抜粋文:
────────────────────

花城と謝憐の会話はとっても心が温まり、好きな人も多いと思います。謝憐には心のわだかまりが幾つかありましたが、それはどれも花城によって解かれています。ネタバレを含むので最後まで読んでいない方はご注意ください。

①「万人を救おうとするなんて愚かだ」

半月関の後、半月は謝憐が昔、万人を救うことが夢だったと話しました。この時、謝憐は恥ずかしくなっています。昔の謝憐は挫折を知らず、自信に溢れていて、何も怖くないし、何でもできると思っていた時期がありました。しかし度重なる挫折を経て、自分は万能ではないと思い知ります。

 

万人を救いたいと言ってたなんて、昔の自分は何て愚かだったんだろう、と今の謝憐は思うのです。そしてそれを思い出す度に、おそらく幾度となく自分自身に「愚かだ」と言ったに違いありません。花城にそれを言った時に、花城は否定せず「若くして万人を救おうなんて愚かだ。愚かだけど、勇気がある」と謝憐に言っています。謝憐はきっとこの言葉を聞いて、心から慰められたと思うのです。八百年間の年月を経て、もはやそんな言葉を軽々しく口にはできなくなったものの、謝憐の心の中ではきっと、万人を救おうとすること自体は、間違っているとは思ったことはないのです。それを「勇気がある」と言われたことで、自分の気持ちを肯定できたのではないかと思います。

 

 

②鎏金宴の事件は、何が正しかったのか分からない

謝憐は戚容のところで鎏金宴の真実が暴かれた後、何が正しかった分からないと言いました。殺した数が少なかったとは言え、殺したことに変わりはないし、郎千秋に大勢を憎ませるより、自分一人を憎ませた方がいいと思ったのです。でも、自分が正しいと思ってそうしたことが、本当に正しかったのか、謝憐は自信を持てないこともあったのでしょう。

 

「永安王を殺して仙楽人を守り、安楽王を殺して両族の平安を守った。最後に郎千秋によって犯人が処刑された。三人の命によって太平を得る。俺でも同じようにした。誰もあなたよりうまくはやれない」そう花城に客観的に言ってもらえたことで、謝憐はきっと自分自身のしたことを肯定できたのです。

 

謝憐はこの後花城に、「もしかしたら本当に(安楽王室を)恨んでいたかもしれないよ」と言いますが、花城は「思っても、あなたはそうはしない」と返しています。謝憐が絶望しきって、白無相にそそのかされて人面疫を発動しようとした時でさえ、謝憐は自分が思いとどまる理由を、必死に探していたのです。絶望に至った謝憐も、絶望の淵に立たされた謝憐も、一番間近で見ていて、謝憐がどんな人間なのか、謝憐自身よりも花城は理解しているのです。

────────────────────

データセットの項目

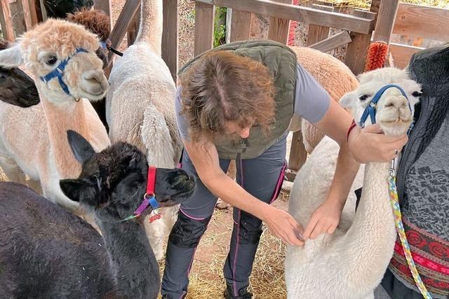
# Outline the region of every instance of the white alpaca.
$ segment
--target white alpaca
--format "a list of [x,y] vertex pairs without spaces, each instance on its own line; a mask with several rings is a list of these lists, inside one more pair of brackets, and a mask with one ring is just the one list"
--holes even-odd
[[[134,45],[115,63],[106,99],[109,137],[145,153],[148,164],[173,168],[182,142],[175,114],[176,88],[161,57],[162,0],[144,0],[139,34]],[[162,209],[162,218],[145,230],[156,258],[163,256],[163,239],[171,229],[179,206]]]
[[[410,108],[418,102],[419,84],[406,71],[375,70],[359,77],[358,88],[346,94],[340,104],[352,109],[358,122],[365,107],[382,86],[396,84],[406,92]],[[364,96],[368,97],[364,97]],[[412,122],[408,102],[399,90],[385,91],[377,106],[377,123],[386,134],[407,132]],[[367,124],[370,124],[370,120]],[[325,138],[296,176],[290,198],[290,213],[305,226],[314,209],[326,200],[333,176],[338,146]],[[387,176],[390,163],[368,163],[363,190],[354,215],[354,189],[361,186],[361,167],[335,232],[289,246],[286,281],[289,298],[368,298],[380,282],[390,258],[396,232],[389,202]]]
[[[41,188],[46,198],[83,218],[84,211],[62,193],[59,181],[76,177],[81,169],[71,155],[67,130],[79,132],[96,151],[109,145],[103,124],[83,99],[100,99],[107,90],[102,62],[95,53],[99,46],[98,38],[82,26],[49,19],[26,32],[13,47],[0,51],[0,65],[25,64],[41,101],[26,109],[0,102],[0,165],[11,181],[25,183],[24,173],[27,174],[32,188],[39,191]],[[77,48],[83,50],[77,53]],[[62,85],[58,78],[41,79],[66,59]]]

────────────────────

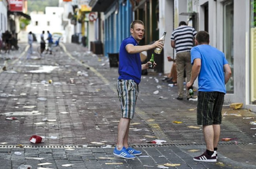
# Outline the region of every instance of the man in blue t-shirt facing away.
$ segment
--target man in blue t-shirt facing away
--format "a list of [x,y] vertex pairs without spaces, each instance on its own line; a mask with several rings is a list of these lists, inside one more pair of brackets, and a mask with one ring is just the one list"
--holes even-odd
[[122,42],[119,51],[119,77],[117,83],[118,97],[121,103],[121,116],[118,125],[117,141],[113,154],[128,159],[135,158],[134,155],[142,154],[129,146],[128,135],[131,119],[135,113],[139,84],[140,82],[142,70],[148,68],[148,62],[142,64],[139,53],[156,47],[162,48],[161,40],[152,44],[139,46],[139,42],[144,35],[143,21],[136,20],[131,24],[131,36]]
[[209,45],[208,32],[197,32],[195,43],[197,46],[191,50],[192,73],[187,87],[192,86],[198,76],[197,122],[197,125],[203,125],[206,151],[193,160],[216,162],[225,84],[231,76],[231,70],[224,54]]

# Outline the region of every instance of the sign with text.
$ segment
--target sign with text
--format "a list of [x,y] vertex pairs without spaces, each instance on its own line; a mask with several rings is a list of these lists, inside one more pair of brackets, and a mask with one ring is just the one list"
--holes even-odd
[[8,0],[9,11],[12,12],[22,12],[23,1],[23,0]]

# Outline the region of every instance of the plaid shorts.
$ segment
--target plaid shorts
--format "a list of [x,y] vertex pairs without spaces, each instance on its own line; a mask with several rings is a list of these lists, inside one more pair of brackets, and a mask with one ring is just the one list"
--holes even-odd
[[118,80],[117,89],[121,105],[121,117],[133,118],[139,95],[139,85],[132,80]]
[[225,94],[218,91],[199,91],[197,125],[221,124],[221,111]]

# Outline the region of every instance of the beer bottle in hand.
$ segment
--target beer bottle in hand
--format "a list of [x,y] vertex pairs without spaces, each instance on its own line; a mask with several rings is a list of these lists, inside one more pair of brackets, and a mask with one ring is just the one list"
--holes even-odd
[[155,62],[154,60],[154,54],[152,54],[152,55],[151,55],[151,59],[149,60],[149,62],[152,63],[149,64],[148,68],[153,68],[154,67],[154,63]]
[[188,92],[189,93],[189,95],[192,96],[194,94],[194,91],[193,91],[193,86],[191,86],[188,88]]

────────────────────

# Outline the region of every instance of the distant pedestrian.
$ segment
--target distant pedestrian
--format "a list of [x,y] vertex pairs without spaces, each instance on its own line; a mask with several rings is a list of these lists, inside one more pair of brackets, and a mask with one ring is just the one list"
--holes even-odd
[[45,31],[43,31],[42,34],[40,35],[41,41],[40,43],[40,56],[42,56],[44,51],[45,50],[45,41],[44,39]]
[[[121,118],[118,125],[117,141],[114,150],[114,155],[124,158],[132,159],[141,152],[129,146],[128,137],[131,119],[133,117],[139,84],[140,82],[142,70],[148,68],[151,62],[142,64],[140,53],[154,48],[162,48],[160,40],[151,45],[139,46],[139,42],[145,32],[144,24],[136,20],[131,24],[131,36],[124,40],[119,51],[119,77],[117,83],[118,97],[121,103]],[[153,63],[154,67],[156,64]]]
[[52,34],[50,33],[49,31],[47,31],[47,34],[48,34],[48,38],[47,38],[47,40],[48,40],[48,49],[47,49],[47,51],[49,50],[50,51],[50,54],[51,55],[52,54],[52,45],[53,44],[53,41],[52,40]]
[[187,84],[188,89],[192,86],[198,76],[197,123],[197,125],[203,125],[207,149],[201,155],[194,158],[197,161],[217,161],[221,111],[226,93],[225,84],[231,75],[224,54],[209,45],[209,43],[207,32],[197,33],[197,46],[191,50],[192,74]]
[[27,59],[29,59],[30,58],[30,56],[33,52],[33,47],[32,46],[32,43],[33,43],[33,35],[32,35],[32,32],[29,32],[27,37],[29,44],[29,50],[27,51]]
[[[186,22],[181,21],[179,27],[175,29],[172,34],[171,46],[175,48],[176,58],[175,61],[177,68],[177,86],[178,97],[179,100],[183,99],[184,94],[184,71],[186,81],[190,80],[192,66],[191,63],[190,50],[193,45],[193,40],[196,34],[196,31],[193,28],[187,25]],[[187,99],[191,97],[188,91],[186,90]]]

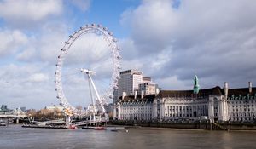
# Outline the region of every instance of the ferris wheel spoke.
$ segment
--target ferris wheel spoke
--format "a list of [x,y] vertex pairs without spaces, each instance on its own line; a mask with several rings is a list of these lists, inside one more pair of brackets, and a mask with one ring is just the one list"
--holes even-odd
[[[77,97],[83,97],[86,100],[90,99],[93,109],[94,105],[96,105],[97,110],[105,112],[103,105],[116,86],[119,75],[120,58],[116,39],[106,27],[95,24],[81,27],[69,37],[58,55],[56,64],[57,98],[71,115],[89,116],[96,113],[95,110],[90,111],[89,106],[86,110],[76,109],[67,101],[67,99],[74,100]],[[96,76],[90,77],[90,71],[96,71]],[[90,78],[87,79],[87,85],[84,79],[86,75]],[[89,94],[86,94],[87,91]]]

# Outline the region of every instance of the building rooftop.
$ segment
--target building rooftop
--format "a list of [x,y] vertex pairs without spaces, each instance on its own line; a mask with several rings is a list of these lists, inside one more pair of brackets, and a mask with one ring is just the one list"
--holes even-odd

────────────────────

作業内容:
- a) 花城と謝憐の会話についての文章で、花城が謝憐に言った言葉としてかぎかっこで引用されているものを、すべて書き出してください。
- b) 花城と謝憐の会話についての文章のうち、「①「万人を救おうとするなんて愚かだ」」と「きたのではないかと思います。」の間を、両端も含めてそのまま書き写してください。
これらの項目は別の出どころから集めたものです。

回答一覧:
- a)
- 「若くして万人を救おうなんて愚かだ。愚かだけど、勇気がある」
- 「永安王を殺して仙楽人を守り、安楽王を殺して両族の平安を守った。最後に郎千秋によって犯人が処刑された。三人の命によって太平を得る。俺でも同じようにした。誰もあなたよりうまくはやれない」
- 「思っても、あなたはそうはしない」

- b)
①「万人を救おうとするなんて愚かだ」

半月関の後、半月は謝憐が昔、万人を救うことが夢だったと話しました。この時、謝憐は恥ずかしくなっています。昔の謝憐は挫折を知らず、自信に溢れていて、何も怖くないし、何でもできると思っていた時期がありました。しかし度重なる挫折を経て、自分は万能ではないと思い知ります。

 

万人を救いたいと言ってたなんて、昔の自分は何て愚かだったんだろう、と今の謝憐は思うのです。そしてそれを思い出す度に、おそらく幾度となく自分自身に「愚かだ」と言ったに違いありません。花城にそれを言った時に、花城は否定せず「若くして万人を救おうなんて愚かだ。愚かだけど、勇気がある」と謝憐に言っています。謝憐はきっとこの言葉を聞いて、心から慰められたと思うのです。八百年間の年月を経て、もはやそんな言葉を軽々しく口にはできなくなったものの、謝憐の心の中ではきっと、万人を救おうとすること自体は、間違っているとは思ったことはないのです。それを「勇気がある」と言われたことで、自分の気持ちを肯定できたのではないかと思います。